■ Tarea A ■
En el hilo sobre la pronunciación de vocales francesas, ¿qué transcripción se propone para la palabra «bois»?
■ Tarea B ■
Prosigue el hilo sobre la pronunciación de vocales francesas a partir de su última frase.

■ Texto extraído ■
_ _ _ _ _

Buenas noches ¿cómo se pronuncian las siguientes palabras juntas en las palabras lang*ue* y politiq*ue* , b*oi*s , tromp*eu*r 
y disc*ou*r ( las vocales son ue , oi , eu y ou ) ? Gracias de antemano.

Bonne nuit . Comment prononce les mots avec volleyes joint ( *ue* : lang*ue* et politiq*ue* , oi : b*oi*s , *eu*: tromp*eu*r et *ou* : disc*ou*r?

La verdad es que me hago un lío al pronunciar aquellas palabras con más de una vocal , me gustaría saber algunos ejemplos más .

Saludos


----------



## melu85

Podrías usar de eso, resulta muy bien: http://www.research.att.com/~ttsweb/tts/demo.php


----------



## pipasdegirasol

Hola,

No soy muy partidaria de la transcripción fonética, mais une fois n'est pas coutume.

lang*ue (lang)*
politiq*ue (politic)*
b*oi*s *(bua)*
tromp*eu*r *(como heure, peur)* 
disc*ou*r *(discur)*

http://phonetique.free.fr/indexphonsemi.htm   "clic" sur présentation des voyelles.

Espero que te sirva con la ayuda de las palabras claves que me parecen una buena solución para recordar las distintas pronunciaciones.


----------



## sonjourn

solo quiero saber como y donde pongo mi lengua para pronunciar la "d" y "t" francesa. Es como en espanol?


----------



## Paquita

Hola Sonjourn:
Bienvenido entre nosotros.

_ _ _ _ _

■ Extracto de datos ■
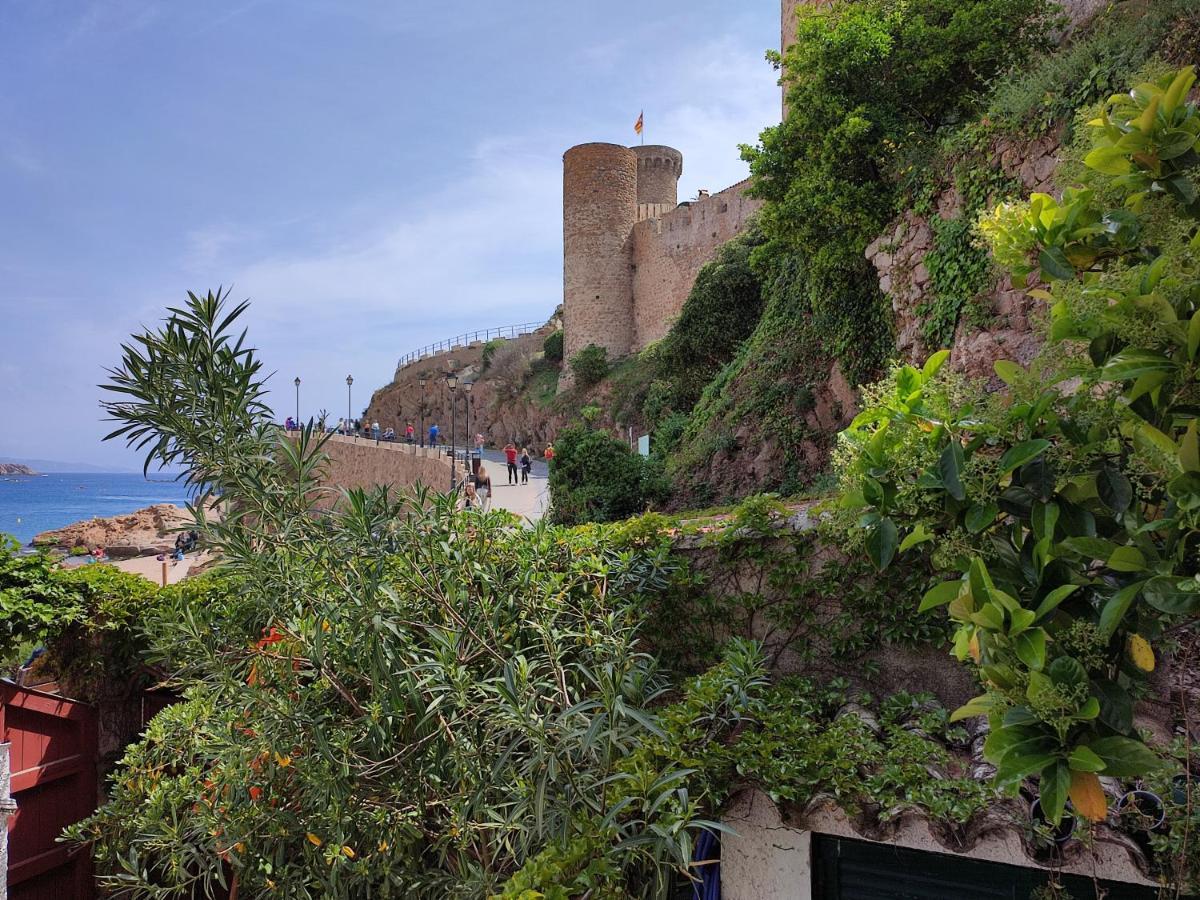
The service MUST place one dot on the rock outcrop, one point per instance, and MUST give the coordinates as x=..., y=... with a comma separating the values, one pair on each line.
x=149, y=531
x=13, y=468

_ _ _ _ _

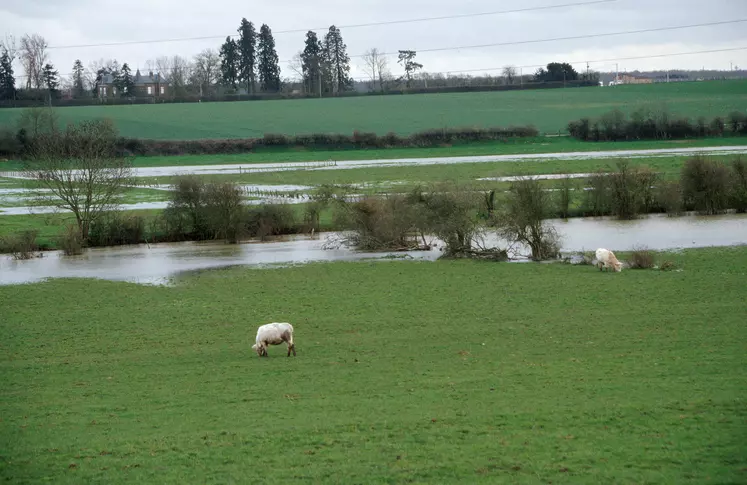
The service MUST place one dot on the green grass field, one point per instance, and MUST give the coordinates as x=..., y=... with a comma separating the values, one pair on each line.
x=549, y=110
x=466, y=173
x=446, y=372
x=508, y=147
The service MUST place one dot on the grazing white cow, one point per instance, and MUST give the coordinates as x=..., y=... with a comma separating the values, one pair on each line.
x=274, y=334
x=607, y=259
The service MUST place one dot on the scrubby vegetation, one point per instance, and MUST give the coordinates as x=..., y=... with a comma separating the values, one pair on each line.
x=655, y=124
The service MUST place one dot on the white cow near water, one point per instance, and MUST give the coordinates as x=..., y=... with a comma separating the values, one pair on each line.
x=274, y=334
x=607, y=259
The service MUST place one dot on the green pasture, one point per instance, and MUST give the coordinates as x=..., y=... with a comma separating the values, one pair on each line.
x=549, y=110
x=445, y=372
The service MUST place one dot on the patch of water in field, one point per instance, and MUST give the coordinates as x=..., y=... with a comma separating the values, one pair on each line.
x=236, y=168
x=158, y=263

_ _ _ _ _

■ Respuesta A ■
Se propone «bua».

■ Respuesta B ■
> Solo quiero saber cómo y dónde pongo mi lengua para pronunciar la "d" y "t" francesa. ¿Es como en español?



Consulta esta página:
Glossaire de la phonétique

Les phonèmes du français
y:
Où les consonnes du français sont-elles articulées ?

y también:
Phonetique consonnes

Deberías encontrar las respuestas a tus preguntas.


----------



## Jorge Aldao

Ustedes disculpen... Tiempo sin aparecer.
Resulta que en la Argentina se suele pronunciar muy mal (en mi modesta opinión) la palabra "fondue" lo que me ha significado un sinfin de discusiones.
Y buscando en San Google apareció este hilo.
Y resulta que en este hilo se dan dos lugares con pronunciación francesa
Uno es 
http://public.research.att.com/~ttsweb/tts/demo.php
que, me parece, pronuncia correctamente, porque hace muda la e final y la u la pronuncia como me enseñó mi vieja maestra de francés (hace 45 años) en la que la "u" se pronuncia como  una mezcla de "u" e "i"
y el otro es 
http://www.acapela-group.com/text-to-speech-interactive-demo.html
Pero este link la pronuncia a la Argentina, como "fondiu" lo que me parece un error.
¿Alguien puede aclararme el asunto?

Gracias

Jorge Aldao

P.S:  Otra duda en relación a la misma palabra.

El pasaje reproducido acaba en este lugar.